**TEXT EXCERPT:**
::::::::::

““For he will be great in the sight of the Lord; and he will drink no wine or liquor, and he will be filled with the Holy Spirit while yet in his mother’s womb. And he will turn many of the sons of Israel back to the Lord their God. “It is he who will go as a forerunner before Him in the spirit and power of Elijah, to turn the hearts of the fathers back to the children, and the disobedient to the attitude of the righteous, so as to make ready a people prepared for the Lord.” Zacharias said to the angel, “How will I know this for certain? For I am an old man and my wife is advanced in years.” The angel answered and said to him, “I am Gabriel, who stands in the presence of God, and I have been sent to speak to you and to bring you this good news. “And behold, you shall be silent and unable to speak until the day when these things take place, because you did not believe my words, which will be fulfilled in their proper time.”” (Luke 1:15–20, NASB95)
After giving Zechariah the good news and telling him that his son would indeed be great in the sight of the Lord which was the incredible hope of all parents who themselves love our Lord. The angel said that John was going to be set apart from all others. First of all, he was not going to take wine or other fermented drink. We read in Numbers 6:1-21 of the special vow of a Nazarite, whereby the individual would dedicate himself to the Lord for a specific purpose and a specific period of time. This vow was marked, in part, by abstaining from wine, strong drink, or vinegar. He would even go so far as to not drink anything from the fruit of grapes or even eat fresh or dried grapes.
This vow was usually a temporary one for a specific reason. Verse 4 of Number 6 tells us that these observances were to be for, “All of the days of his separation.” Verse 5 starts off with “All of the days of his vow of separation” and then goes on to speak of the other observances of the Nazarite vow. Verse 13 speaks of the fulfillment of these days indicating their normal temporary nature. Even the apostle Paul appears to have made one of these vows. We read in Acts 18:18, “Paul, having remained many days longer, took leave of the brethren and put out to sea for Syria, and with him were Priscilla and Aquila. In Cenchrea he had his hair cut, for he was keeping a vow.” (Acts 18:18, NASB95) Then in Acts 21 in order to evidence before the people Paul’s endorsement of words of Moses he was instructed by the elders, “What, then, is to be done? They will certainly hear that you have come. Therefore do this that we tell you. We have four men who are under a vow; take them and purify yourself along with them, and pay their expenses so that they may shave their heads; and all will know that there is nothing to the things which they have been told about you, but that you yourself also walk orderly, keeping the Law.” (Acts 21:22–24, NASB95) This was not an instruction for non-Jews such that they also were to observe their worship of God in this way as the verses which follow clearly indicate. But it was for the Jew a special commitment before God demonstrating his being set apart for a specific purpose.

::::::::::

**DIRECTIONS:**
a – In the commentary on John and the Nazarite vow, repeat the passage from "After giving Zechariah" to "or dried grapes.", but swap "Nazarite" for "Nazirite".
b – Which chapter and verses of Numbers does the commentary on John and the Nazarite vow cite for the special vow of a Nazarite?

**DATA LINES:**
::::::::::

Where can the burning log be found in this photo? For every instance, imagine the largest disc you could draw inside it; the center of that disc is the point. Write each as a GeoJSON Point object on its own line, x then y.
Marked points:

::::::::::

**ANSWERS TO THE EXERCISES:**
a –
After giving Zechariah the good news and telling him that his son would indeed be great in the sight of the Lord which was the incredible hope of all parents who themselves love our Lord. The angel said that John was going to be set apart from all others. First of all, he was not going to take wine or other fermented drink. We read in Numbers 6:1-21 of the special vow of a Nazirite, whereby the individual would dedicate himself to the Lord for a specific purpose and a specific period of time. This vow was marked, in part, by abstaining from wine, strong drink, or vinegar. He would even go so far as to not drink anything from the fruit of grapes or even eat fresh or dried grapes.

b – Numbers 6:1-21